(What to do)
1. In the article on the cooking show Operación Chef, who won the second competition?
2. Write the next part of the article on the cooking show Operación Chef, starting right after its last sentence.

- Starring: Francisco Zamora (Host) Layza Torres (Host) Enrique Piñeiro (2006-2009) Moisés Izquierdo (2009-2011) Yasiel Rodríguez Cynthia Negrón Edgardo Noel Rivera Raquel Díaz Guillermo González
- Country of origin: Puerto Rico

Production
- Executive producer: Francisco Zamora
- Running time: 30 minutes

Original release
- Network: Telemundo Puerto Rico
- Release: 2006 – present

= Operación Chef =

Puerto Rican cooking show

Operación Chef is a Puerto Rican cooking show that airs on Telemundo Puerto Rico. The show started as a reality competition with several cooks competing for a top spot, with the winner receiving a contract for a cooking show in the channel.

The first winner of Operación Chef was Chef Enrique Piñeiro, who ended up hosting the show for three years afterward. After quitting in 2009, the producers made a second competition which was won by Chef Moisés Izquierdo. Chef Izquierdo hosted the show for little more than a year. In 2011, the producers announced they weren't renewing his contract.

The most recent installment of the show features five chefs offering their takes on different areas of cuisine throughout the week.

==History==

===Operación Chef (2006)===

The first competition of Operación Chef started in 2006 and lasted several weeks. Chef Enrique Piñeiro was chosen as the winner.

(Data shown)

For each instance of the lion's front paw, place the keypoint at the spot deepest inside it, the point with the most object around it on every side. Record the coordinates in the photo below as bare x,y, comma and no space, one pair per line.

(Results in order)
1. Chef Moisés Izquierdo.

2.
===Chef Piñeiro (2006-2009)===

After winning the first competition of Operación Chef in 2006, Chef Enrique Piñeiro hosted the show until 2009. During his tenure, he popularized the use of basil, which was one of his favorite herbs. The show proved to be a success staying among the first two positions in the ratings on its time slot, during most of the years it was on air.

After three years, Piñeiro and producer Francisco Zamora couldn't reached an agreement during the renewal of the contract and Piñeiro left the show in August 2009. Piñeiro said about the situation: "Like in all businesses, things didn't work out; things didn't flow."

After Piñeiro's departure, the producers announced they would make a second competition to choose the new chef of the show.

===Second competition (2009)===

The second competition of Operación Chef lasted 19 weeks. In November 2009, Chef Moisés Izquierdo was chosen as the winner after beating Chef Rafael "Thompson" Rodríguez.

===Chef Moisés (2009-2011)===

After winning the second competition of Operación Chef in November 2009, Chef Moisés Izquierdo hosted the show until 2011. During his tenure, he coined popular phrases like "Bulla!".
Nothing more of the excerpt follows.